- TASK LIST
1) In the medium redshift section, which chapters cover gravitational terms and pure kinematics?
2) Please explain, using the medium redshift section, why the TX/RX states state_emit and state_obs are listed among the inputs.
3) Continue the medium redshift section from its last sentence.

- TEXT

▬▬▬

One-sentence goal: Under a weak-field engineering convention, unify the impacts of moving media (Fizeau), plasma dispersion, and tropospheric/ionospheric time variation on frequency and arrival time, provide a computable decomposition
z_med = z_drag ⊕ z_plasma ⊕ z_trop/iono, specify the companion relation to the two forms of T_arr, and define contracts and manifest publication.

I. Scope & Objects

1. Inputs
   • Media fields: effective refractive index and dispersion n_eff(f,x,t), n_phi(f), n_g(f); medium velocity field v_med(x,t); plasma parameters (electron density N_e(x,t) or integrated TEC).
   • Path & states: gamma(ell) (fiber / free space / deep space segments), TX/RX states state_emit / state_obs (for LOS and relative geometry).
   • Observations: f_obs(t) (PLL / CFO / spectral-line fitting; see Chapter 9), metrology panels, and RefCond (meteorology / ionosphere / geomagnetics / timebase).
2. Outputs
   • Per-term redshift: z_drag (Fizeau drag), z_plasma (plasma dispersion), z_trop/iono (time-varying troposphere/ionosphere); composed z_med.
   • Companion arrival-time correction: ΔT_med with consistency against T_arr^{form1/form2};
   • Manifest: manifest.redshift.med.* with uncertainties u / U.
3. Boundary
   Only medium-induced and medium-motion/time-variation–induced apparent frequency shifts are covered; gravitational terms belong to Chapter 4, pure kinematics to Chapter 3; strong nonlinear refraction/scattering are outside the default scope.

▬▬▬

- GIVEN DATA
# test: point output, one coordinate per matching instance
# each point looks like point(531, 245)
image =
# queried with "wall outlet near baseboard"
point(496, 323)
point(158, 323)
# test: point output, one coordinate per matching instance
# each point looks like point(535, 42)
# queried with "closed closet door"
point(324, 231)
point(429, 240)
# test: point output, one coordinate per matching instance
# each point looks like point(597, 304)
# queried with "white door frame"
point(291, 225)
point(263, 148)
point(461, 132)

▬▬▬

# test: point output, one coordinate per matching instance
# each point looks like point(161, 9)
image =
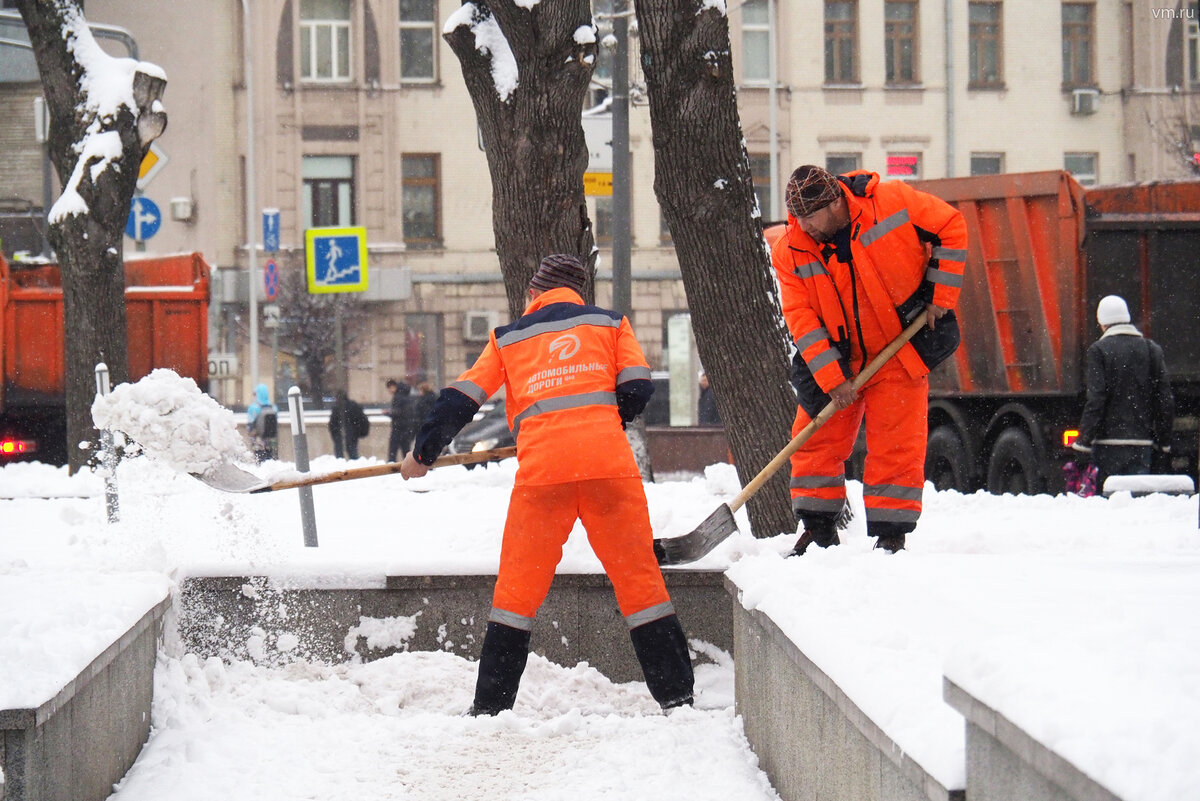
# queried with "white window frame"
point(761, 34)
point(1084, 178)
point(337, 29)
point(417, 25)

▬▬▬

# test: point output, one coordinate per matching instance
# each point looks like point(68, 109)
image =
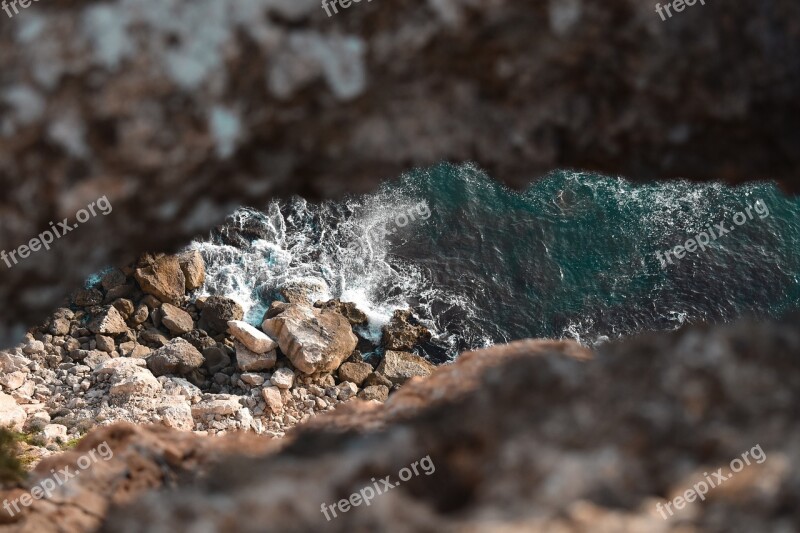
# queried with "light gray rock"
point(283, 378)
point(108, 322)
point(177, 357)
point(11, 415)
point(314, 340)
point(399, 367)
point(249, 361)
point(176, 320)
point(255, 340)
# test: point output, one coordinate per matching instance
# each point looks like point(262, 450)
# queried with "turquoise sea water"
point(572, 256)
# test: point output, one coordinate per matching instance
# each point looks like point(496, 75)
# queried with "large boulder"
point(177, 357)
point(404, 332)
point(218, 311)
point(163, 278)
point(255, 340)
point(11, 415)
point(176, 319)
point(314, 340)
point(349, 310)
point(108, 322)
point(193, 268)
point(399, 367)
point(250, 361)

▬▬▬

- RESPONSES TO THE TASKS
1) Gravitational terms belong to Chapter 4, and pure kinematics belongs to Chapter 3.

2) The TX/RX states state_emit and state_obs are inputs because they are needed for the line of sight (LOS) and the relative geometry between transmitter and receiver.

3)
II. Terms & Variables

• Refraction & dispersion: n_phi(f), n_g(f) = n_phi − f * ( d n_phi / d f ), n_eff(f,x,t).
• Medium motion: v_med, with LOS component v_med,los = v_med • n_hat.
• Plasma: plasma frequency
  f_p = √( N_e e^2 / (π m_e) ) (Hz; commonly f_p[kHz] ≈ 8.98 √( N_e[cm^-3] )).
• Atmospheric phase: φ_med(f,t) from troposphere/ionosphere.
• Redshift & arrival time: z, f_emit, f_obs, T_arr^{form1/form2}, ΔT_med, delta_form.
• Dimensions: unit(z) = "1", unit(n_eff) = 1, unit(v_med) = [L]/[T], unit(f_p) = "[1]/[T]", unit(ΔT_med) = [T].

III. Postulates P65-5x

• P65-501 (Component composition):
  1 + z_med = (1+z_drag)(1+z_plasma)(1+z_trop/iono); small-signal z_med ≈ z_drag + z_plasma + z_trop/iono.
• P65-502 (Phase/group consistency): Maintain consistency between phase and group conventions using
  n_g = n_phi − f * ( d n_phi / d f ); publish z alongside T_arr^{form1/form2} and ΔT_med.
• P65-503 (Explicit measures): Any path/time/frequency integral declares ( ∫_{gamma(ell)} • d ell ), ( ∫_{t∈W} • dt ), ( ∫_{f∈B} • df ) and the applicable RefCond.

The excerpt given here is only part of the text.